» **Document passage**
══════════════════════════════

To put the value of the DCP match in context, if you elected a 4% deferral on your base salary and bonus in the DCP and your base and bonus earnings = $1,000,000; the combination of your 401k match ($7,200) and your DCP match ($32,800) would equal $40,000. Of course, if your base and bonus earnings are higher, the match would be higher too.

To be eligible for discretionary excess DCP matching, you must elect your deferral rate during our end of year deferred compensation enrollment process. In other words, you would first be eligible for the plan in the year following the first enrollment period.

Each year, the Company reserves the right to modify the underlying 401k plan and its match as well as the enhanced discretionary match within the DCP.





Gartner Gives – Enhanced Match Limit
Gartner is proud to support associates worldwide in their personal philanthropy by providing a global charity match program.  By providing matching funds to charitable organizations that our associates personally support, Gartner increases the impact of your donation in areas where associates live and work to maximize giving. Through your generous donations and fundraising efforts, we can make a difference! Gartner associates have a matching opportunity of up to $5,000 per year. The Operating Committee has a match limit of $20,000 per calendar year.
Please refer to Gartner at Work for specifics on plan rules and our portal through which you can make charitable contributions.

Stock holding period requirement

On the 1st of May of each year, your stock ownership position will be measured versus your then base salary. The requirement is that the value of your owned shares plus the value of unvested performance share units and unvested restricted stock units equals or exceeds three (3) times the value of your base salary.

══════════════════════════════

» **Dataset excerpt**
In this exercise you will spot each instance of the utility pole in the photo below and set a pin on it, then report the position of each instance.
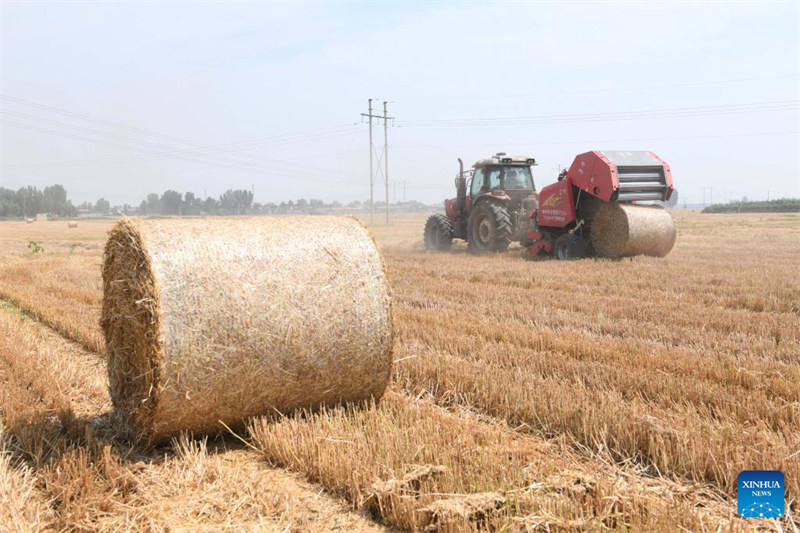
(386, 119)
(386, 157)
(371, 172)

══════════════════════════════

» **Required task**
Pick up the Gartner benefits passage after its last sentence and carry it forward.

» **Output of the exercise**
If your ownership position is under 3 times, you will be restricted in selling up to 50% of your released shares until the next May 1st measurement period and until you satisfy the requirements.


Paid-Time-Off (PTO) Program

Gartner understands the importance of time away from work and how it results in a better frame of mind to provide outstanding results. As a senior leader of Gartner, you will be eligible for the highest level of PTO days, 35 days per year.

If your employment should terminate, you will be paid for any unused PTO in the year of termination, up to a maximum of 25 days and subject to the general provisions of the PTO policy. The rate is based on your base salary only.

Enhanced Severance Benefits

The role you play as a senior leader has a higher risk/reward than other roles. In order to ensure that you are focused on your responsibilities, we have included an enhanced severance benefit.

If you are terminated without Cause (including as a result of the elimination of your position), then you will be entitled to receive the following:

your current annual base salary through your termination date (and a lump sum payment equal to any accrued, unused PTO, up to a maximum of 25 days) plus continued base salary for a period of twelve months following the termination date, payable in accordance with Gartner’s regular payroll schedule as in effect from time to time;
the right to exercise all stock appreciation rights and other exercisable rights held by you that are vested as of the termination date for a period of 90 days following the termination date (unless more favorable rights are set forth in the award agreements governing such awards); and
reimbursement for COBRA premiums incurred, minus the contribution paid by active associates, to continue group health benefits under Gartner’s plan (or, at Gartner’s election, to obtain substantially similar health benefits through a third-party carrier) for twelve months for you and any other family members (i.e., your spouse and any eligible children) for whom you have made the appropriate election.




In order to receive any enhanced severance benefits under this Policy (including, but not limited to, the enhanced equity award treatment set forth above), you must execute and deliver a release of claims acceptable to Gartner within 60 days following termination. Payment of amounts that are exempt from Section 409A (see Appendix C) will begin upon the expiration of the release’s revocation period, but payment of any Section 409A “deferred compensation” will begin only upon the expiration of the 60-day period (subject to any further delay required under Appendix B).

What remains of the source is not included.